Tutorial
Defining experiments
The central concept in pystematic is that of an Experiment. An experiment consists of:
A main function that executes the code associated with the experiment,
a set of parameters, that controls aspects of the experiments behavior.
To define an experiment you simply decorate the main function of
your experiment with the pystematic.experiment()
decorator:
import pystematic
@pystematic.experiment
def my_experiment(params):
print("Hello from my_experiment")
The main function must take a single argument which is a dict containing the experiment parameters.
Running experiments
To run the experiment you have a couple of different options. The simplest one
is to run the experiment by with the pystematic.core.Experiment.run()
method:
my_experiment.run({})
it takes a single argument which is a dict of parameter values, as we haven’t defined any parameters yet, we’ll pass an empty dict for now.
Another option is to run the experiment from the command line. To do that, we
call the pystematic.core.Experiment.cli()
method:
if __name__ == "__main__":
my_experiment.cli()
The file now has the capabilities of a full-fledged CLI. When you run the file from the command line:
$ python path/to/file.py
Hello from my_experiment
you will see that the experiment is run.

● ● ● ● ● ● ●

▸ **WHAT TO WORK ON**:
a – For each statement below, answer yes or no according to the pystematic tutorial, and quote the words from it that decide the answer.
(i) The main function of an experiment takes a single argument, a dict holding the experiment parameters.
(ii) The run() method expects a list of parameter values.
(iii) Calling cli() gives the file the capabilities of a full-fledged command-line interface.
b – Answer these questions from the pystematic tutorial:
(i) What two things make up an experiment?
(ii) What argument is passed to my_experiment.run in the tutorial?
(iii) What command is shown for running the file from the command line?
c – Write the next section of the pystematic tutorial, picking up after its last sentence.

▸ **GIVEN DATA**:
● ● ● ● ● ● ●

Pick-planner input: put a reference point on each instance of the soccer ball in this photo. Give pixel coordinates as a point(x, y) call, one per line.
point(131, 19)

● ● ● ● ● ● ●

▸ **FINAL ANSWERS**:
a –
(i) Yes: "The main function must take a single argument which is a dict containing the experiment parameters."
(ii) No: "it takes a single argument which is a dict of parameter values"
(iii) Yes: "The file now has the capabilities of a full-fledged CLI."

b –
(i) A main function that executes the experiment's code and a set of parameters that controls aspects of its behavior.
(ii) An empty dict: {}.
(iii) $ python path/to/file.py

c –
Note
At most one experiment can be active at a time. This mean that if you want to
run an experiment from within another experiment, you need to start the new
experiment in a new process, which can be done with the method
pystematic.core.Experiment.run_in_new_process()
.
Adding parameters
Every experiment has a set of parameters associated with it. If you run:
$ python path/to/file.py -h
you will see that the experiment we defined earlier is already equipped with a
set of default parameters. To add additional
parameters to the experiment, you use the pystematic.parameter()
decorator:
import pystematic
@pystematic.parameter(
name="string_to_print",
type=str,
help="This string will be printed when the experiment is run",
default="No string was given",
)
@pystematic.experiment
def my_experiment(params):
print(f"string_to_print is {params['string_to_print']}")
The code above adds a string parameter named string_to_print
with a default
value, and a description of the parameter. When we run the experiment - either
programmatically or from the command line - we can set a value for the
parameter.
Experiment API
Pystematic provides a set of functions designated for the currently running experiment, referred to as the Experiment API. The API consists of a set of functions and attributed that provides functionality such as launching sub-processes and generating reproducible random seeds. Any installed extension also extends the experiment api with its own set of functions.
A note on naming conventions
At this point it is probably a good idea to mention something about the naming conventions used.
You may have noticed that in the python source code, the name of all experiments and parameters use the snake_case convention, but on the command line, these are magically converted to kebab-case. This seems to be a convention in CLI tools, and this framework sticks to that convention.
To reiterate, this means that on the command line, all paramters and experiments use the kebab-case naming convention, but in the source code, they all use the snake_case naming convention.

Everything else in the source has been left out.